(Natural language region descriptions)
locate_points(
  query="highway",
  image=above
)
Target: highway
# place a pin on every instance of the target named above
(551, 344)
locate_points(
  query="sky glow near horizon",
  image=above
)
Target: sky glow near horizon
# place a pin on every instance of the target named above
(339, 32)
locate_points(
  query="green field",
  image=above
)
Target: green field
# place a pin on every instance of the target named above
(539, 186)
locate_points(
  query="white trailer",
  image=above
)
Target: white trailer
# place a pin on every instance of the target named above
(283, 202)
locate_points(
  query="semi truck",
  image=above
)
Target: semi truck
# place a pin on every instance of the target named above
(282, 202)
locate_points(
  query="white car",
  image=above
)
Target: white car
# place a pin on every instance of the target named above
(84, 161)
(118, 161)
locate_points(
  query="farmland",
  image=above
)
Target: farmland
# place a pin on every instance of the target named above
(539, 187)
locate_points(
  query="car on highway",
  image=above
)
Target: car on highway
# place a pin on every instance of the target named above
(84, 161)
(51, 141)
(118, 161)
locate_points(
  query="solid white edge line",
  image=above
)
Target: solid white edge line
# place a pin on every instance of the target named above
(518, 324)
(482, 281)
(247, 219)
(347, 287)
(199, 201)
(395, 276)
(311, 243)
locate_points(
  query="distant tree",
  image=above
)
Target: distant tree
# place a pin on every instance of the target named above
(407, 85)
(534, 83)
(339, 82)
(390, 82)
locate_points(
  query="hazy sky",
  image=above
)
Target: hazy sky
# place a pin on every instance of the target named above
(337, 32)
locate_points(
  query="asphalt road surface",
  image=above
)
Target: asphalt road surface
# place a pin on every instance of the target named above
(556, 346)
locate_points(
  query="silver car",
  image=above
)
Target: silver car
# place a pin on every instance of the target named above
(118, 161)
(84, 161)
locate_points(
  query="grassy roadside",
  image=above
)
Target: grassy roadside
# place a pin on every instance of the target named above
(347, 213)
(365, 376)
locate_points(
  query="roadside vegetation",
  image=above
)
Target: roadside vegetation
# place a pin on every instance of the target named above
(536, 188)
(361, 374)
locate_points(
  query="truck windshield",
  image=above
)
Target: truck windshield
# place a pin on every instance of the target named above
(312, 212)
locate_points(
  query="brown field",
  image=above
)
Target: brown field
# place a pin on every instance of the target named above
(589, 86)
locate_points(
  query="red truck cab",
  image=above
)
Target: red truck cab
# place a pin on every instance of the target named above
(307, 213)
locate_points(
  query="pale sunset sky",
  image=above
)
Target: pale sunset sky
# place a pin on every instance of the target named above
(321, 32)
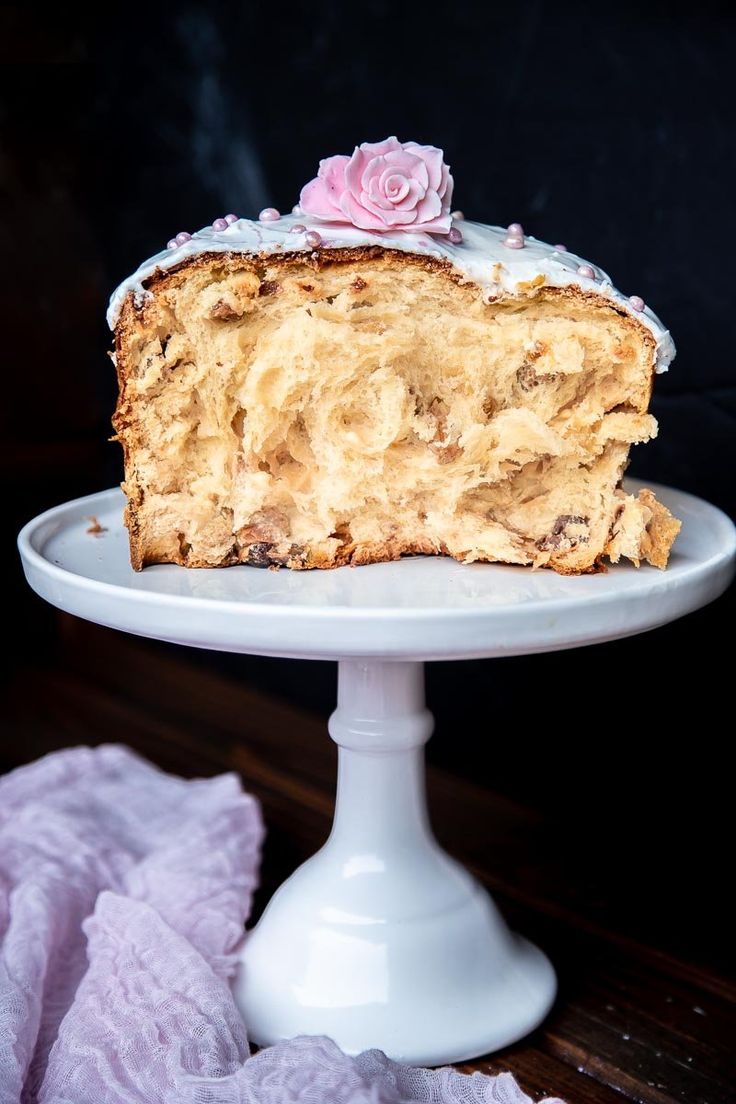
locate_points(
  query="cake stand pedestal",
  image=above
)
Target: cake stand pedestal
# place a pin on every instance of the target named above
(380, 940)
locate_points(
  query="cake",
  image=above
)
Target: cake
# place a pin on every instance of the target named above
(372, 377)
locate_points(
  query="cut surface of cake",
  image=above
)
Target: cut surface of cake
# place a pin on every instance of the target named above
(310, 392)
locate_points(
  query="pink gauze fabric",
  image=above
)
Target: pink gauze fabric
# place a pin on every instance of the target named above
(123, 897)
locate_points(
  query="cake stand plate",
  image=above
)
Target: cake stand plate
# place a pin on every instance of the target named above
(380, 940)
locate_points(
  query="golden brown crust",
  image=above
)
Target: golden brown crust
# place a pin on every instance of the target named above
(134, 318)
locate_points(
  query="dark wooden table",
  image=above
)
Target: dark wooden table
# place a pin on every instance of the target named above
(629, 1021)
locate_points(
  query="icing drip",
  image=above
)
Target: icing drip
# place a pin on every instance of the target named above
(481, 256)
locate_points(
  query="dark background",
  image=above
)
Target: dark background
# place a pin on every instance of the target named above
(608, 129)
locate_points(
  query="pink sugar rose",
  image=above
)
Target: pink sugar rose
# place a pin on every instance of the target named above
(384, 186)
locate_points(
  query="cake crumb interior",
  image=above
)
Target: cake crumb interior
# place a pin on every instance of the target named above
(307, 416)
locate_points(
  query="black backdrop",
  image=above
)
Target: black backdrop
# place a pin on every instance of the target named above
(607, 128)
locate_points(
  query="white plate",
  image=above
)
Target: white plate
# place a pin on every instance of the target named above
(423, 607)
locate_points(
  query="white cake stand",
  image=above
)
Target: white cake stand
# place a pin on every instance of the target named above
(381, 940)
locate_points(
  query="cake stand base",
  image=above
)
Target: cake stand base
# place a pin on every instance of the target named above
(381, 940)
(381, 935)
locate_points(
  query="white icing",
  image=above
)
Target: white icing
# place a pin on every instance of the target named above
(481, 257)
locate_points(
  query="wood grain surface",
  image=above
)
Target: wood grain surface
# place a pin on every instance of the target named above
(630, 1021)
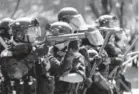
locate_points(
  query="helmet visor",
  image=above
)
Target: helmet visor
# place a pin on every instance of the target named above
(32, 33)
(78, 21)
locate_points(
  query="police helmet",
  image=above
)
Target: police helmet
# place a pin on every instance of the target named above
(105, 20)
(59, 28)
(66, 13)
(4, 24)
(25, 29)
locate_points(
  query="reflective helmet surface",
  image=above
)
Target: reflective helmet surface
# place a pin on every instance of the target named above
(66, 13)
(4, 24)
(25, 29)
(59, 28)
(106, 20)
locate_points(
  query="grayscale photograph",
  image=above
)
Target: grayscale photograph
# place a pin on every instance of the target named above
(69, 47)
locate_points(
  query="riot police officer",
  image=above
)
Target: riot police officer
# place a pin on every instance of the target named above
(71, 68)
(5, 33)
(20, 64)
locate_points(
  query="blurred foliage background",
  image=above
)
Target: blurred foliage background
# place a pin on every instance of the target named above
(125, 10)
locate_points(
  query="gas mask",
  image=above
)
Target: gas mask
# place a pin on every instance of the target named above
(61, 45)
(28, 35)
(32, 33)
(77, 22)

**Task prompt:** Give the entries above again exactly, minus their pictures.

**Task output:**
locate_points(
  query="highway",
  image=above
)
Target: highway
# place a pin on every instance of the target named above
(551, 344)
locate_points(
  query="sky glow near horizon",
  image=above
)
Target: sky glow near horizon
# place a pin on every instance of the target named above
(339, 32)
locate_points(
  query="green field",
  image=above
)
Target: green field
# place a pin on every instance of the target named above
(539, 186)
locate_points(
  query="white trailer",
  image=above
)
Target: white trailer
# place a pin on every instance of the target named above
(283, 202)
locate_points(
  query="semi truck",
  image=above
)
Target: semi truck
# place a pin on every instance of the target named above
(282, 202)
locate_points(
  query="white car",
  image=above
)
Target: white car
# place a pin on every instance of the target named above
(84, 161)
(118, 161)
locate_points(
  query="farmland",
  image=above
)
Target: farmland
# place a pin on every instance of the target named above
(539, 187)
locate_points(
  query="car on highway",
  image=above
)
Target: car on highway
# place a pin on every instance of the target named above
(84, 161)
(51, 141)
(118, 161)
locate_points(
  query="solid white edge line",
  image=above
)
Target: solid white edge line
# place a pin on every instance of the target named above
(518, 324)
(482, 281)
(247, 219)
(347, 287)
(199, 201)
(395, 276)
(311, 243)
locate_points(
  query="distant tree",
  image=above
)
Target: distant tree
# place a pin on every instance of the target named above
(407, 85)
(534, 83)
(339, 82)
(390, 82)
locate_points(
  query="hazy sky",
  image=above
)
Target: hazy sky
# place a pin on every instance of the target named above
(337, 32)
locate_points(
  query="asphalt road surface",
  image=above
)
Target: asphalt road surface
# place a pin on every instance of the target named above
(556, 346)
locate_points(
  query="silver car",
  image=above
)
Target: silver car
# place a pin on every instance of the target named above
(118, 161)
(84, 161)
locate_points(
  query="grassy roadside",
  image=above
)
Target: grassy roadside
# place a pin on every instance of the target named above
(347, 213)
(365, 376)
locate_points(
  query="roadside vegetation",
  image=above
)
Target: roadside vegetation
# place a pin on every instance of the target named above
(536, 188)
(361, 374)
locate_points(
  query="truck windshield",
  image=above
)
Target: truck windshield
# place a pin on every instance of the target named above
(312, 212)
locate_points(
  query="brown field",
  image=above
)
Target: brown field
# place a pin on every instance of the target named above
(589, 86)
locate_points(
  query="red truck cab",
  image=above
)
Target: red truck cab
# place a pin on every instance of the target named above
(307, 213)
locate_points(
  query="pale sunset sky",
  image=above
)
Target: pale sunset sky
# place a pin on every instance of the target named above
(321, 32)
locate_points(
  query="cake stand pedestal",
  image=above
)
Target: cake stand pedestal
# place a pin on every instance of the target named above
(380, 940)
locate_points(
  query="cake",
  image=above
)
Target: cake
# place a pin on every instance of the target named above
(372, 377)
locate_points(
  query="cut surface of cake",
  image=above
)
Target: cut surface of cake
# place a pin on every instance of the target named above
(310, 392)
locate_points(
  query="pink gauze fabric",
  image=above
)
Target: pink gauze fabric
# place a pin on every instance of the target named above
(123, 897)
locate_points(
  query="cake stand plate",
  image=above
)
Target: cake stand plate
# place a pin on every instance of the target named above
(380, 940)
locate_points(
  query="golden brown crust",
  image=above
)
Target: golden brown crust
# place a pin on every instance of the target named above
(134, 318)
locate_points(
  query="dark wooden table",
  image=above
)
Target: dark wooden table
# place a pin on every instance of the target named above
(629, 1021)
locate_points(
  query="icing drip",
  image=above
)
Target: icing drip
# place a pin on every instance of the target named above
(481, 256)
locate_points(
  query="dark background",
  image=above
)
Target: dark background
# place a pin on every instance of the target named above
(608, 129)
locate_points(
  query="pink sugar rose",
  image=above
)
Target: pink sugar rose
# place a pin on every instance of the target named above
(384, 186)
locate_points(
  query="cake crumb interior",
  image=above
)
Target: cake crumb interior
# place a pin on every instance of the target named above
(307, 416)
locate_points(
  query="black backdrop",
  image=above
)
Target: black backdrop
# place a pin on every instance of the target named above
(607, 128)
locate_points(
  query="white plate",
  image=above
)
Target: white plate
# place a pin on every instance of the target named above
(423, 607)
locate_points(
  query="white cake stand",
  image=above
)
Target: white cake stand
# place a pin on every instance of the target named above
(381, 940)
locate_points(
  query="cake stand base",
  image=above
)
Target: cake stand base
# place a pin on every instance of the target named above
(381, 940)
(381, 935)
locate_points(
  query="white icing",
  image=above
)
Target: white icing
# place a pin on every instance of the target named above
(481, 257)
locate_points(
  query="wood grain surface",
  image=above
)
Target: wood grain surface
# place a pin on every instance of the target named above
(630, 1021)
locate_points(
  query="helmet visor",
  image=above
)
Target: helmet visor
# place a pin on every instance of the target named above
(32, 33)
(78, 21)
locate_points(
  query="police helmet",
  image=above
)
Target: police helmet
# place a pin on every instance of the target named above
(105, 20)
(59, 28)
(66, 13)
(4, 24)
(25, 29)
locate_points(
  query="reflective helmet surface",
  image=above
)
Target: reflective helmet surface
# place a pin on every instance of the target named above
(66, 13)
(4, 24)
(25, 29)
(59, 28)
(106, 20)
locate_points(
  query="grayscale photograph",
  image=above
)
Target: grayscale photograph
# place a pin on every instance of the target named above
(69, 47)
locate_points(
  query="riot police officer",
  image=above
)
Target: riot police officer
# place a pin on every instance of the target named above
(71, 68)
(5, 33)
(20, 64)
locate_points(
  query="blurred foliage background",
  image=above
)
Target: blurred foliage background
# place a pin on every instance of the target named above
(125, 10)
locate_points(
  query="gas mask",
  image=above
)
Target: gas mask
# place a pin on every instance of the target named above
(61, 45)
(28, 35)
(32, 33)
(77, 22)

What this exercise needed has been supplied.